* [SOURCE EXTRACT]:
BEGIN

# Not sure if this has been posted or how true it is?



## Outside9 (Apr 30, 2008)

http://conservative-alliance.org/index.php?topic=5901.0

*HOLDER SAYS NO RIGHT TO POSSESS GUNS*


----------



## FrankwT (Jul 25, 2010)

and the best thing is no registration and you keep hitting the link and you can vote as many times as you want!


----------



## deersniper270 (Apr 29, 2009)

Over 10 million votes so far, not bad


----------



## skullworks (Oct 2, 2007)

Nothing that POS Holder says should surprise anyone.


----------



## floorguy (Jul 22, 2011)

skullworks said:


> Nothing that POS Holder says should surprise anyone.


holder is worse than a crook amazing he is even in america to start with.


----------



## PensacolaEd (Oct 3, 2007)

That poll has been posted on here before. If you look closely at the link, it says the poll is from 2007. 

Holder is an arrogant a-hole and needs to be removed from office and sent to prison for authorizing Fast and Furious.


----------



## irishoutlaw (Mar 9, 2012)

If any of you guys are NRA members(hopefully everyone on PFF is) you know alot of goverment officials are against gun rights and care only about there own agendas. Including obama. If you love your guns and love your freedoms and want to continue having your rights without a pencil pushing, ahole from washinton changing them. Then i suggest looking into becoming a member of the NRA.


----------



## FrankwT (Jul 25, 2010)

http://gunowners.org/
*Gun Owners of America* (GOA) is a gun rights organization in the United States with over 300,000 members.[1] They make efforts to differentiate themselves from the larger National Rifle Association (NRA), and have publicly criticized the NRA on multiple occasions for what the GOA considers to be the selling out of the gun rights movement.
The organization has often been in opposition to the NRA in their respective endorsements and ratings of politicians and candidates. For instance, the GOA was outspoken in its opposition to John McCain's 2008 presidential bid, describing his gun-rights voting record as "abysmal, wretched, and pathetic"[2] and rating him with an F- on Second Amendment issues since 2004 as opposed to the NRA's (through its PAC, the NRA-PVF) C+ rating of McCain.[3] The GOA took issue with the NRA over the 2007 NICS Improvement Act.[4]
They have been described by Congressman Ron Paul as "The only no-compromise gun lobby in Washington." This quote from Paul has long been displayed front and center on the homepage of the Gun Owners of America website, and Paul was the only 2008 Presidential candidate to gain an A+ rating from Gun Owners of America.[5]


----------



## WW2 (Sep 28, 2007)

Holder is an idiot and may want to make a few phone calls to SCOTUS. They already decided this.


----------



## irishoutlaw (Mar 9, 2012)

END

(Dataset extracts labeled with boxes)

BEGIN

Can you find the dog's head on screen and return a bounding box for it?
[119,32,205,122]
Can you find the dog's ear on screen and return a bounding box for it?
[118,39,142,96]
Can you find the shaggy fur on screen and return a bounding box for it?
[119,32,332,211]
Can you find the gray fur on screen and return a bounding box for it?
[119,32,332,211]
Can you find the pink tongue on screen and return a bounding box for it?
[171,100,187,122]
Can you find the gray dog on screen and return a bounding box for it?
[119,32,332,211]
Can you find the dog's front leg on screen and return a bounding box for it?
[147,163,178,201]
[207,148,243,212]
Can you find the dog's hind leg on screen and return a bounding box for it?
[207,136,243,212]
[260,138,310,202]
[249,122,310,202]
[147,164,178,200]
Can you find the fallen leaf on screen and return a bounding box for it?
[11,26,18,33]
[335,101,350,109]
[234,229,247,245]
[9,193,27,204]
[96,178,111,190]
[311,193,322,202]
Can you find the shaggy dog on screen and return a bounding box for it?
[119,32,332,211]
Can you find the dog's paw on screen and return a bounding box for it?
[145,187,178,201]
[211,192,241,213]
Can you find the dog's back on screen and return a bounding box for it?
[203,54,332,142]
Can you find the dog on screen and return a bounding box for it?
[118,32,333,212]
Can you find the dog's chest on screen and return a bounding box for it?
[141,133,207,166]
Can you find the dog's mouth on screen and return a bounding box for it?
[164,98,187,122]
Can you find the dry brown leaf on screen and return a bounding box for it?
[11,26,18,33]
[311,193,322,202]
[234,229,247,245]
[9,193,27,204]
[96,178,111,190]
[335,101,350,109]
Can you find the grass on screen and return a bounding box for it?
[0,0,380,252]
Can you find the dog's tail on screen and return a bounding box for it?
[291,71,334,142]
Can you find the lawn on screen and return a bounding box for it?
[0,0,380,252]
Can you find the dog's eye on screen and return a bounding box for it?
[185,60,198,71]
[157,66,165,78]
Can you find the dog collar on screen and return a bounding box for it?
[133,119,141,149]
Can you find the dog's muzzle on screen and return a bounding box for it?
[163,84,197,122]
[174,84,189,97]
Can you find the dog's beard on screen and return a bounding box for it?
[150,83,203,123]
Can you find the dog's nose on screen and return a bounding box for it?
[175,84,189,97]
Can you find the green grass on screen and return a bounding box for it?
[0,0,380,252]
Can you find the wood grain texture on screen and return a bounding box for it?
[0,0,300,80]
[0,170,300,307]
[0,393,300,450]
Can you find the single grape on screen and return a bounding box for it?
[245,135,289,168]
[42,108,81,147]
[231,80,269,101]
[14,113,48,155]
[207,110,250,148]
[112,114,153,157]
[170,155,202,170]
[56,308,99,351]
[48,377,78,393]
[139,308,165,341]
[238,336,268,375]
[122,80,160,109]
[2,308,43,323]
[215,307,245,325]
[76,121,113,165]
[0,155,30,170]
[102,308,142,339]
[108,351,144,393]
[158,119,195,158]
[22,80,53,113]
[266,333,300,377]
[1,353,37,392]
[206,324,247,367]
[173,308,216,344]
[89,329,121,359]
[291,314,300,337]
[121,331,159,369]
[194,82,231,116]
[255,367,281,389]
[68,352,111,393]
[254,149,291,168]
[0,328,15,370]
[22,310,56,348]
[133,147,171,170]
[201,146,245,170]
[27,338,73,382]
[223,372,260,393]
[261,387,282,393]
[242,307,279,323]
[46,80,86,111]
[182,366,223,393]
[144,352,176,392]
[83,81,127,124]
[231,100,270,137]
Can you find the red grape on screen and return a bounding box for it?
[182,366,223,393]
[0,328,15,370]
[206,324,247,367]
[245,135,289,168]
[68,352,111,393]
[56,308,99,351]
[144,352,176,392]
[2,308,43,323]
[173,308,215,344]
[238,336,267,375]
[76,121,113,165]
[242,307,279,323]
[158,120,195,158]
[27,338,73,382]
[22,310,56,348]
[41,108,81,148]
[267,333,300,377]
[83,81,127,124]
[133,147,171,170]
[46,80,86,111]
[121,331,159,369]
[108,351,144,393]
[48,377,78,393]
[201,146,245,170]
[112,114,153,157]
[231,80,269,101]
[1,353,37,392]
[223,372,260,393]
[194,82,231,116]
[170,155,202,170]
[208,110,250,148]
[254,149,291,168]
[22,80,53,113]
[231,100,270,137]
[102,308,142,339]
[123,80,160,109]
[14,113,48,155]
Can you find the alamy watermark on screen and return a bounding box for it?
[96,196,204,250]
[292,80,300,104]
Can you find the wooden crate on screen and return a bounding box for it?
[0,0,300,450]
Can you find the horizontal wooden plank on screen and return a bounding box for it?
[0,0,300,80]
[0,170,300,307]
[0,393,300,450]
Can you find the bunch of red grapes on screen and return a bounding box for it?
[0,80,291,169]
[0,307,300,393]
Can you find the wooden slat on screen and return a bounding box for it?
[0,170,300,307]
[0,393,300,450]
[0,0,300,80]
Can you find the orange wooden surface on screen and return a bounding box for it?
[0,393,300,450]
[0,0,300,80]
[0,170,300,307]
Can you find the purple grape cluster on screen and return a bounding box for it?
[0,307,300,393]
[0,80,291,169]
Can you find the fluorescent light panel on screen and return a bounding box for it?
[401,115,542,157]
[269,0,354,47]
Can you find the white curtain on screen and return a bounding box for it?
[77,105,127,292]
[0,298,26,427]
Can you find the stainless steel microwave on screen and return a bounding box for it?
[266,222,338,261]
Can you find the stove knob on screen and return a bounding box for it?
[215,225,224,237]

END

* [DIRECTIONS]:
a) In the entries, retype the lines starting with the line that contains "Can you find the dog's hind" and going on through the line that contains "[133,119,141,149]".
b) Write what comes next in the gun-rights forum thread, picking up after its last line.
The entries have no connection to the gun-rights forum thread.

* [RESULTS OF THE EXERCISE]:
a)
Can you find the dog's hind leg on screen and return a bounding box for it?
[207,136,243,212]
[260,138,310,202]
[249,122,310,202]
[147,164,178,200]
Can you find the fallen leaf on screen and return a bounding box for it?
[11,26,18,33]
[335,101,350,109]
[234,229,247,245]
[9,193,27,204]
[96,178,111,190]
[311,193,322,202]
Can you find the shaggy dog on screen and return a bounding box for it?
[119,32,332,211]
Can you find the dog's paw on screen and return a bounding box for it?
[145,187,178,201]
[211,192,241,213]
Can you find the dog's back on screen and return a bounding box for it?
[203,54,332,142]
Can you find the dog on screen and return a bounding box for it?
[118,32,333,212]
Can you find the dog's chest on screen and return a bounding box for it?
[141,133,207,166]
Can you find the dog's mouth on screen and return a bounding box for it?
[164,98,187,122]
Can you find the dry brown leaf on screen and return a bounding box for it?
[11,26,18,33]
[311,193,322,202]
[234,229,247,245]
[9,193,27,204]
[96,178,111,190]
[335,101,350,109]
Can you find the grass on screen and return a bounding box for it?
[0,0,380,252]
Can you find the dog's tail on screen and return a bounding box for it?
[291,71,334,142]
Can you find the lawn on screen and return a bounding box for it?
[0,0,380,252]
Can you find the dog's eye on screen and return a bounding box for it?
[185,60,198,71]
[157,66,165,78]
Can you find the dog collar on screen and return a bounding box for it?
[133,119,141,149]

b)
Thats intresting information about GOA. I will do some research on them. I was trying to make the point, if people like their rights and freedoms that they have, to stand up and take action before its to late. There are many organizations out there with this type of mission. Everyone needs to find their own which suits them best. AMERICA: Land of the free

IRAQ WAR.....DISABLED VET


----------



## FrankwT (Jul 25, 2010)

Irish, you bet. The NRA to me has supported too many liberals and Harry Reid for 20 years, I cannot support them any longer...so have to find others that are better for me. Thanks for your Service Sir!


----------



## Gravity3694 (May 10, 2011)

FrankwT said:


> Irish, you bet. The NRA to me has supported too many liberals and Harry Reid for 20 years, I cannot support them any longer...so have to find others that are better for me. Thanks for your Service Sir!


The NRA is focused only on the 2nd A. When you begin to add other political issues to the ratings your going to bifurcate your cause and alienate potential supporters. There's many pro 2nd A liberals around, would you rather have them with us or against us?

The NRA has some very shrewd poli-sci majors working for them. They understand that every 2nd A issue they push for is a calculated move on the grand scheme of things. For example, while I would like to see them go after the Hughes amendment of FOPA, I understand that substantively its too risky to try at this time. Furthermore, we need to secure other more basic rights first.


----------



## FrankwT (Jul 25, 2010)

They have made too many mistakes for me, there are always more than 1 issue in every election so I choose who I support...if that is OK with you. I support other gun rights organizations that more closely agree with my point of view...and do not hold anything against those that support the NRA.
I would not vote for obama if he was pro gun, too many other things I disagree with him on.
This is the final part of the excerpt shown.